EXCERPT:

Real-time AI avatars on a single GPU: When local beats the cloud API

Open-weights joint audio-video models hit a usable bar this spring, and a single, local GPU card now runs a real-time conversational avatar end to end. Here's where self-hosting with LTX 2.3 and Daydream Scope beats a third-party cloud API, and where it doesn't.

May 21, 2026 • 15 min read

Let's talk about running a conversational avatar locally: weights on your disk, a 24 GB card doing the work, and the honest tradeoffs of this approach versus using a cloud API.

The typical scenario is simple: You type a question, and several seconds later, a face on the screen answers you out loud. That same face was a still portrait a moment ago. The voice and the lips were generated in the same pass by a single 22-billion-parameter open-weights model. At the same - this all happened on your machine - nothing left the box.

That is what our new LTX 2.3 avatar tutorial walks through, end to end, on a single NVIDIA GPU with 24 GB of VRAM or more. The pipeline is a seven-node graph in Daydream Scope's Workflow Builder. A local language model (the workflow uses SmolLM2-360M-Instruct) writes the reply. Lightricks' LTX 2.3 generates 121 frames of video at 25 fps along with the 48 kHz audio of the spoken reply, in a single joint pass, in eight denoising steps of roughly 0.3 seconds each. The browser receives the result over WebRTC from your own process.

0:00

/0:36

Real-time AI video avatar running in Daydream Scope

This post is the companion piece to that tutorial. Think of it like this: the tutorial shows you how, and this artifact is about when self-hosted, open-weights, real-time avatars are the right call and when a cloud avatar API is still the right call.

GTM moment more than a tech demo

Three things changed in the last six months, and all three of them significantly affect your considerations and options.

First, open-weights joint audio-video crossed a usable quality bar. Lightricks released LTX-2 with open weights on January 6, 2026, and LTX 2.3 on March 5, 2026, both under a community license that is free for commercial use up to $10M in annual revenue.

LTX 2.3 is a 22-billion-parameter diffusion transformer that produces synchronized video and audio in one forward pass, not video plus a TTS dub. On the Artificial Analysis open-weight leaderboard at release, LTX 2.3 ranked first among open video models, with the Elo gap to closed leaders like Seedance 2.0 still real but narrowed. Lightricks also licensed all training data from Getty Images and Shutterstock, removing the ambiguity in training data that has shadowed most open video models.

Extracted records:
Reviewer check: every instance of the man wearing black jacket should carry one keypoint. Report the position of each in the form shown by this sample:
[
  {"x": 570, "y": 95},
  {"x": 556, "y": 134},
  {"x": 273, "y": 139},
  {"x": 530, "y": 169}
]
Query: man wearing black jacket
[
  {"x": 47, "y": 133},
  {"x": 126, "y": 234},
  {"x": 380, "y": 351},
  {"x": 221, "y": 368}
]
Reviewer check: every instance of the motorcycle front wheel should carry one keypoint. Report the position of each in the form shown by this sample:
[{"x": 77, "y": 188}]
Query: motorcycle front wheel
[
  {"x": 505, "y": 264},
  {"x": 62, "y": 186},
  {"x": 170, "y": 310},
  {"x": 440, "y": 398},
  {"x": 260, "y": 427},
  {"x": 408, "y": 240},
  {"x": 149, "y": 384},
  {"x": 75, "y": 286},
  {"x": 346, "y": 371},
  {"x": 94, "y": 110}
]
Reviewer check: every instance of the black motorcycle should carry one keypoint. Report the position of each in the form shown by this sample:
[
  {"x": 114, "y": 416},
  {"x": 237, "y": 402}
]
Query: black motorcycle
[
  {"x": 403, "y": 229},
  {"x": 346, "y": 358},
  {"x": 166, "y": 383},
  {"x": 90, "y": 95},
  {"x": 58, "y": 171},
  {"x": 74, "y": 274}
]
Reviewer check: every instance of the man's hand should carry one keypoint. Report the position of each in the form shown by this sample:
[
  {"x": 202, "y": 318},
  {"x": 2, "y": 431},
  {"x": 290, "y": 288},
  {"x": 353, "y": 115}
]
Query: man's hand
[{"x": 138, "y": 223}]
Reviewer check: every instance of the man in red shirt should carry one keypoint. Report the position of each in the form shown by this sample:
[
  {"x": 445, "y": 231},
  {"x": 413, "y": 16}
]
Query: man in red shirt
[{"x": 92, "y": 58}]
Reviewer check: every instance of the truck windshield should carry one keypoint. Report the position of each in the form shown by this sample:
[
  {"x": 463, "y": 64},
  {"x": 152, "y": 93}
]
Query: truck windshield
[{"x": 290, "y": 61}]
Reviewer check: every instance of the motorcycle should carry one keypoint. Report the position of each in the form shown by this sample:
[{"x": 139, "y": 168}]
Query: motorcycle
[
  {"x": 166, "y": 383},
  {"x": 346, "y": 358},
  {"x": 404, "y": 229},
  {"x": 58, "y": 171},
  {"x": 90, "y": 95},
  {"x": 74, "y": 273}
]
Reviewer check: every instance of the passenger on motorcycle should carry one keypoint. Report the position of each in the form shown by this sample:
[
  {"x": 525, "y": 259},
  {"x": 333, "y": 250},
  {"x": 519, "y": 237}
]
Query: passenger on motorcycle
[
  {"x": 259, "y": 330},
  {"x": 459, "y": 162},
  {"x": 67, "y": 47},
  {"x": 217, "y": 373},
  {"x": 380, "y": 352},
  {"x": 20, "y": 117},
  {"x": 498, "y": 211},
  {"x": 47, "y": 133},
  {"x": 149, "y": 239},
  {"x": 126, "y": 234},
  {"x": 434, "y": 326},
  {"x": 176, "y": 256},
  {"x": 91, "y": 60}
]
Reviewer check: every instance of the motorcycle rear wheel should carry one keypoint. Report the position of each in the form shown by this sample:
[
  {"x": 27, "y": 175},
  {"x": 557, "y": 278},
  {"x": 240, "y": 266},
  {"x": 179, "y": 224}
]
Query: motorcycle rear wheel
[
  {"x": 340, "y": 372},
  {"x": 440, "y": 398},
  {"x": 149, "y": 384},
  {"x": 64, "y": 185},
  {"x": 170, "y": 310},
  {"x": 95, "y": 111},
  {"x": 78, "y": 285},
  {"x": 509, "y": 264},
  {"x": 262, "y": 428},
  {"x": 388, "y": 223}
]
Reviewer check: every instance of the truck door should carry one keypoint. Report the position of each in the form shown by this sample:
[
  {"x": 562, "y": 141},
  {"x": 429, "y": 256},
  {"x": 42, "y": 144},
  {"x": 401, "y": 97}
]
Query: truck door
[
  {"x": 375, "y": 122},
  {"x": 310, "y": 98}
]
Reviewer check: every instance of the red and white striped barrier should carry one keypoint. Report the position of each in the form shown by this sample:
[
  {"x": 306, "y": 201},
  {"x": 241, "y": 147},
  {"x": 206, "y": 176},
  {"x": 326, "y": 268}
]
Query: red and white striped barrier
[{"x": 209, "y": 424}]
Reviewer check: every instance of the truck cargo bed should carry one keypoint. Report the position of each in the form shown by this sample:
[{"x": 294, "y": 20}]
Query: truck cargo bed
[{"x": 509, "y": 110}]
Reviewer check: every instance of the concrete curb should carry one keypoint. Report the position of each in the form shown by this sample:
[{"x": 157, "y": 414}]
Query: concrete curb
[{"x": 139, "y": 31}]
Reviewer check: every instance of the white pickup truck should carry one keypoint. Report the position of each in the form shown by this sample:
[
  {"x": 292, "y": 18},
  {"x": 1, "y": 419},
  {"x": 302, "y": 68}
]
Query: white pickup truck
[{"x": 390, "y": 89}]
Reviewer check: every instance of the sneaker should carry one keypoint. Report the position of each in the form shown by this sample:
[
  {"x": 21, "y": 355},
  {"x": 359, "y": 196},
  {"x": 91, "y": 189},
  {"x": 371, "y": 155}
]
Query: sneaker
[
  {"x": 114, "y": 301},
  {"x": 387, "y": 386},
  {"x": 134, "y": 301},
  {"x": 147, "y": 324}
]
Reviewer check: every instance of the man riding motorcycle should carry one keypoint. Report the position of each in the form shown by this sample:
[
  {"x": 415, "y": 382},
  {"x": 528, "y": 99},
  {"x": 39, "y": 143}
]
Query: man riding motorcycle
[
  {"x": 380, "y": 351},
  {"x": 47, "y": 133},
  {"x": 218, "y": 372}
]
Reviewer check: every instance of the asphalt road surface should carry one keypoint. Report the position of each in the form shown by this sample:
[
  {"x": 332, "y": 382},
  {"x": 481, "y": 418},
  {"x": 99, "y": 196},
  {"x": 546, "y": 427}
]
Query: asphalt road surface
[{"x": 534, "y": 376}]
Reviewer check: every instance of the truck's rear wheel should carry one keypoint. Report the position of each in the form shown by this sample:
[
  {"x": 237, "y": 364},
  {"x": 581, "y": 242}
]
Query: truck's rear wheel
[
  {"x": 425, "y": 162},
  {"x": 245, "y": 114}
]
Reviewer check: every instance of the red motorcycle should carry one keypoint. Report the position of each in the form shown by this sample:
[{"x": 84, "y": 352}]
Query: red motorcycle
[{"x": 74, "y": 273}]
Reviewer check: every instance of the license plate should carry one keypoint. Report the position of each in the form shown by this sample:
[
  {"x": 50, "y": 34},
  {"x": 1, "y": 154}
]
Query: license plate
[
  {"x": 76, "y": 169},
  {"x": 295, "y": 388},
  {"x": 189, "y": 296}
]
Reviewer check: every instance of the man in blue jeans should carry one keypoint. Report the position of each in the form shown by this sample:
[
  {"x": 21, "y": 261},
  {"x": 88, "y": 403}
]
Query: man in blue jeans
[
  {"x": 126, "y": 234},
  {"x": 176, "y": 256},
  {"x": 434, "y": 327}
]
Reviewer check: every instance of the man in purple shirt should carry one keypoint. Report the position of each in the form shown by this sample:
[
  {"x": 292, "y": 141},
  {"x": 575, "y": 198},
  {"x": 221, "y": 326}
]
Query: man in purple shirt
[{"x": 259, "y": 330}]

EXERCISE SET:
[1] Translate this sentence from the article on real-time AI avatars into Spanish: "The browser receives the result over WebRTC from your own process."
[2] Write a continuation of the article on real-time AI avatars that picks up right after its last sentence.
The records are separate material and have no connection to the article on real-time AI avatars.

TASK-BY-TASK RESULTS:
[1] El navegador recibe el resultado a través de WebRTC desde tu propio proceso.

[2]
Second, the consumer GPU floor moved. The NVIDIA RTX 5090 shipped on January 30, 2025 at a $1,999 MSRP with 32 GB of GDDR7. Street prices have been higher (TrackaLacker logged a low of $1,999.99 in August 2025, climbing to $3,049.99 by February 2026), but the point is the same: a single card under your desk now clears the 24 GB VRAM floor that the LTX 2.3 FP8 checkpoint requires. The same model also runs on any number of H100 cloud providers all over the place with different pricing points.

Third, the pipeline tooling matured. Daydream Scope ships a visual node graph, WebRTC streaming, plugin support, integrations with TouchDesigner, Resolume, Unity, and OBS, and the control protocols MIDI, OSC, DMX, NDI, Spout, and Syphon.

Scope 0.2.2 added multi-source, multi-sink graphs; the recent release that introduced the LTX-2 plugin also added ~18× faster model loading and faster prompt changes. There is now a published, forkable workflow at app.daydream.live/workflows/rafal/live-ltx-2-avatar. You don't have to start from a blank graph.

None of the above is the future - all of it is what was shipped between January and mid-May 2026.

Where cloud avatar APIs still own the category

If you are building a customer-facing conversational avatar and your priority is sub-second turn-taking with full-duplex emotional rendering, Tavus is the very strong API on the market right now.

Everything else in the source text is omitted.